> Source material:
=== Section Start ===
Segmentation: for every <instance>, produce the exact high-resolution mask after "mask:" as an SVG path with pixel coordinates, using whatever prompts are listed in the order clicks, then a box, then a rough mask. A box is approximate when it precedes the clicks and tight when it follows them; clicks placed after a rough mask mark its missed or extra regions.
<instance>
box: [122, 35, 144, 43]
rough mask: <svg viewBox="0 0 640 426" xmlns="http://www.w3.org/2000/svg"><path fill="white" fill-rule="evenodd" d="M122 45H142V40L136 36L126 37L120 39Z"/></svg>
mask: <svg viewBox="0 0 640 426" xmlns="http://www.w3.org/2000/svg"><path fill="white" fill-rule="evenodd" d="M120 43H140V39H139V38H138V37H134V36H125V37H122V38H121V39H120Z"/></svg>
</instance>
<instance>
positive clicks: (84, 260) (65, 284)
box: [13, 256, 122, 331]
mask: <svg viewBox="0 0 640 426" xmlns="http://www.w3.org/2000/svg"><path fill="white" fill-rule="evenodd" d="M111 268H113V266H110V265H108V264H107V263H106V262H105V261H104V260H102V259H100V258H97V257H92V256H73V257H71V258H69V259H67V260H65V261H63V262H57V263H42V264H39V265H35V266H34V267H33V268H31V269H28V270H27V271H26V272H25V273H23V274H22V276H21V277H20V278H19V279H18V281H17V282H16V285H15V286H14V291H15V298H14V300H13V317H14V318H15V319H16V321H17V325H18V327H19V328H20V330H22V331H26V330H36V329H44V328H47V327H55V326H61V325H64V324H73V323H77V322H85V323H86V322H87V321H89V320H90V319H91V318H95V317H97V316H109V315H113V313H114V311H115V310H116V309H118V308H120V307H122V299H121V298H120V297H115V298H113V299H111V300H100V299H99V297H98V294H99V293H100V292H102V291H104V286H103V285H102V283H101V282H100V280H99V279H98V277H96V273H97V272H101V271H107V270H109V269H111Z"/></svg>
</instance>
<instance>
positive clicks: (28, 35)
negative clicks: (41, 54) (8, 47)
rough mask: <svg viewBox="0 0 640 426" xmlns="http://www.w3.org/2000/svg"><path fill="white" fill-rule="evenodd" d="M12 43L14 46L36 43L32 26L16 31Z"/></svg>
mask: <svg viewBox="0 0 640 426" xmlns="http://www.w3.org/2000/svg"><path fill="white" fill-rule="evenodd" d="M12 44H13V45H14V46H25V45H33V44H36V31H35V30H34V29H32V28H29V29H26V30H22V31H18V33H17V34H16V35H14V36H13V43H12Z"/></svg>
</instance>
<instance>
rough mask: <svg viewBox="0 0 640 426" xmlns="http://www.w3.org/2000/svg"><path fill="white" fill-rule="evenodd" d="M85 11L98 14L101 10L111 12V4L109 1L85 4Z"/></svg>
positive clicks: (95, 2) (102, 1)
=== Section End ===
> Exercise objective:
Rewrite all of the lines above, substituting "coarse mask" for every occurrence of "rough mask" and leaving everything else unchanged.

> Output for this exercise:
Segmentation: for every <instance>, produce the exact high-resolution mask after "mask:" as an SVG path with pixel coordinates, using whatever prompts are listed in the order clicks, then a box, then a coarse mask. A box is approximate when it precedes the clicks and tight when it follows them; clicks placed after a coarse mask mark its missed or extra regions.
<instance>
box: [122, 35, 144, 43]
coarse mask: <svg viewBox="0 0 640 426" xmlns="http://www.w3.org/2000/svg"><path fill="white" fill-rule="evenodd" d="M122 45H142V40L136 36L126 37L120 39Z"/></svg>
mask: <svg viewBox="0 0 640 426" xmlns="http://www.w3.org/2000/svg"><path fill="white" fill-rule="evenodd" d="M120 43H140V39H139V38H138V37H134V36H125V37H122V38H121V39H120Z"/></svg>
</instance>
<instance>
positive clicks: (84, 260) (65, 284)
box: [13, 256, 122, 331]
mask: <svg viewBox="0 0 640 426" xmlns="http://www.w3.org/2000/svg"><path fill="white" fill-rule="evenodd" d="M111 268H113V266H110V265H108V264H107V263H106V262H105V261H104V260H102V259H100V258H97V257H92V256H73V257H71V258H69V259H67V260H65V261H63V262H57V263H42V264H39V265H35V266H34V267H33V268H31V269H28V270H27V271H26V272H25V273H23V274H22V276H21V277H20V278H19V279H18V281H17V282H16V285H15V286H14V291H15V298H14V300H13V317H14V318H15V319H16V321H17V325H18V327H19V328H20V330H22V331H26V330H36V329H44V328H47V327H55V326H61V325H64V324H73V323H77V322H85V323H86V322H87V321H89V320H90V319H91V318H95V317H97V316H109V315H113V313H114V311H115V310H116V309H118V308H120V307H122V299H121V298H120V297H115V298H113V299H111V300H100V299H99V297H98V294H99V293H100V292H102V291H104V286H103V285H102V283H101V282H100V280H99V279H98V277H96V273H97V272H101V271H107V270H109V269H111Z"/></svg>
</instance>
<instance>
positive clicks: (28, 35)
negative clicks: (41, 54) (8, 47)
coarse mask: <svg viewBox="0 0 640 426" xmlns="http://www.w3.org/2000/svg"><path fill="white" fill-rule="evenodd" d="M12 43L14 46L36 43L32 26L16 31Z"/></svg>
mask: <svg viewBox="0 0 640 426" xmlns="http://www.w3.org/2000/svg"><path fill="white" fill-rule="evenodd" d="M12 44H13V45H14V46H25V45H33V44H36V31H35V30H34V29H32V28H29V29H26V30H22V31H18V33H17V34H16V35H14V36H13V43H12Z"/></svg>
</instance>
<instance>
coarse mask: <svg viewBox="0 0 640 426" xmlns="http://www.w3.org/2000/svg"><path fill="white" fill-rule="evenodd" d="M85 11L98 14L101 10L111 12V4L109 1L85 4Z"/></svg>
positive clicks: (95, 2) (102, 1)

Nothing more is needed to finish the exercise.